▶ [INSTRUCTIONS TO FOLLOW]: For the listing below, print exactly the lines from the line with "Target: brown harvested field" to the line with "Would you be so kind as to mark the tree line", both included, and nothing beyond them.
*** Opening of DATA TO PROCESS ***
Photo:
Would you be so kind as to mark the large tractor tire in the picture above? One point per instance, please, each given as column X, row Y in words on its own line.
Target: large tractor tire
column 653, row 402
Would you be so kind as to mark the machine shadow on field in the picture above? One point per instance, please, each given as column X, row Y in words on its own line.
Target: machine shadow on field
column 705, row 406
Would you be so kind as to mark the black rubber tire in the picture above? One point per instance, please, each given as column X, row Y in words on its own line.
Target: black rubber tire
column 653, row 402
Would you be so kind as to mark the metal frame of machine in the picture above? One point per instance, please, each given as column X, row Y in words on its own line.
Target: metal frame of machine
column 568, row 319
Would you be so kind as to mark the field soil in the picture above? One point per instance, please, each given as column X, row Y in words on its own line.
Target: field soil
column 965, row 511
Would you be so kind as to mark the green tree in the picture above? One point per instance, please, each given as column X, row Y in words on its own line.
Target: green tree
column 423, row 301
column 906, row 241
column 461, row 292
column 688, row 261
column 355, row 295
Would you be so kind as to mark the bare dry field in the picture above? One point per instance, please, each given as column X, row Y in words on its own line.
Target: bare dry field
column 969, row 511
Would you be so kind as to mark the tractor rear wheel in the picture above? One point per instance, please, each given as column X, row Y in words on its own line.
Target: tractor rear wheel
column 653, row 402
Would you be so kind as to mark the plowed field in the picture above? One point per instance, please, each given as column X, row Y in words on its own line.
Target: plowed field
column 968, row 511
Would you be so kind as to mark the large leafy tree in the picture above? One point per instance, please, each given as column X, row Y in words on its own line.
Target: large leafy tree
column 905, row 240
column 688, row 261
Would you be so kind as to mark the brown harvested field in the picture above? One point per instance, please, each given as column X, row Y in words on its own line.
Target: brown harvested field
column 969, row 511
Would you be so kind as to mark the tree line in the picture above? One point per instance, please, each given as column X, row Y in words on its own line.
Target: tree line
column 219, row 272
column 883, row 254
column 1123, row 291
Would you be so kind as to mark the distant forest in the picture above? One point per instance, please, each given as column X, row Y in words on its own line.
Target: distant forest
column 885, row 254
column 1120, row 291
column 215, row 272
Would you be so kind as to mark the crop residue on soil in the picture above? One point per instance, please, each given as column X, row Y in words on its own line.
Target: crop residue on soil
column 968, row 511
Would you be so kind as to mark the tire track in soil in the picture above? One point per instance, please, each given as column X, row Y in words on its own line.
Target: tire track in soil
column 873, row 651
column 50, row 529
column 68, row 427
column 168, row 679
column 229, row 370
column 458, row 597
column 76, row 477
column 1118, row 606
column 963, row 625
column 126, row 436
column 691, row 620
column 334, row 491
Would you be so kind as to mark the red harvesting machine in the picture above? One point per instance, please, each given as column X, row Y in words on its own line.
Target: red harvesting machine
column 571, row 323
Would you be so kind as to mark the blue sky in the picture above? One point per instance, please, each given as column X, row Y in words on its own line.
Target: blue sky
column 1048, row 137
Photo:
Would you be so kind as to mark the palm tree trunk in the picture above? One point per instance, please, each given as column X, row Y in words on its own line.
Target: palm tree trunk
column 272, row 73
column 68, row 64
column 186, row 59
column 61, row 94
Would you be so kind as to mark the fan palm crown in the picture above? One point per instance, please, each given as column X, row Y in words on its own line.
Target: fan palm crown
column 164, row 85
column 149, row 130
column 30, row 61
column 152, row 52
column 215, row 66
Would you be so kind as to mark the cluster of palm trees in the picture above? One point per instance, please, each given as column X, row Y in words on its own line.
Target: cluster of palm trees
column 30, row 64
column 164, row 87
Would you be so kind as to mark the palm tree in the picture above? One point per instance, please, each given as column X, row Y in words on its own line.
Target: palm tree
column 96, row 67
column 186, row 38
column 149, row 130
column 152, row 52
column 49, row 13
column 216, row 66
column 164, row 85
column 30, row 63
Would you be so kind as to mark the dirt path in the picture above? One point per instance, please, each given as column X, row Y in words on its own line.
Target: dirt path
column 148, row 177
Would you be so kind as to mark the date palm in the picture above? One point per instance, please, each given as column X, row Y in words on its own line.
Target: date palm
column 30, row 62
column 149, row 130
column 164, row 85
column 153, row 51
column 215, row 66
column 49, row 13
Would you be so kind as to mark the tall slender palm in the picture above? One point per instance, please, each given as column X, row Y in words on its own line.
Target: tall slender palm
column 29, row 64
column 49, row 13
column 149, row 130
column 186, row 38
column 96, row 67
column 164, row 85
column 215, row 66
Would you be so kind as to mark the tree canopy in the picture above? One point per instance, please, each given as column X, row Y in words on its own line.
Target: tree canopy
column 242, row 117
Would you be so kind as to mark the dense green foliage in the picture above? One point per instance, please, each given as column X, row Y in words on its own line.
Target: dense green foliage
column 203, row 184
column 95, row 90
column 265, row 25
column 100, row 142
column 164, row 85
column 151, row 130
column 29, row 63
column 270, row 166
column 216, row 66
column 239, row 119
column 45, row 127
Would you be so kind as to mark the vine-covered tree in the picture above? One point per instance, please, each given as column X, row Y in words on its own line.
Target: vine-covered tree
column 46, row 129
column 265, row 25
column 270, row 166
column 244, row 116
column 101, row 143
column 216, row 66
*** Close of DATA TO PROCESS ***
▶ [RESPONSE]:
Target: brown harvested field
column 969, row 511
Would you be so kind as to mark the tree line in the picture above? One point per instance, please, each given as column X, row Y in words on its own line.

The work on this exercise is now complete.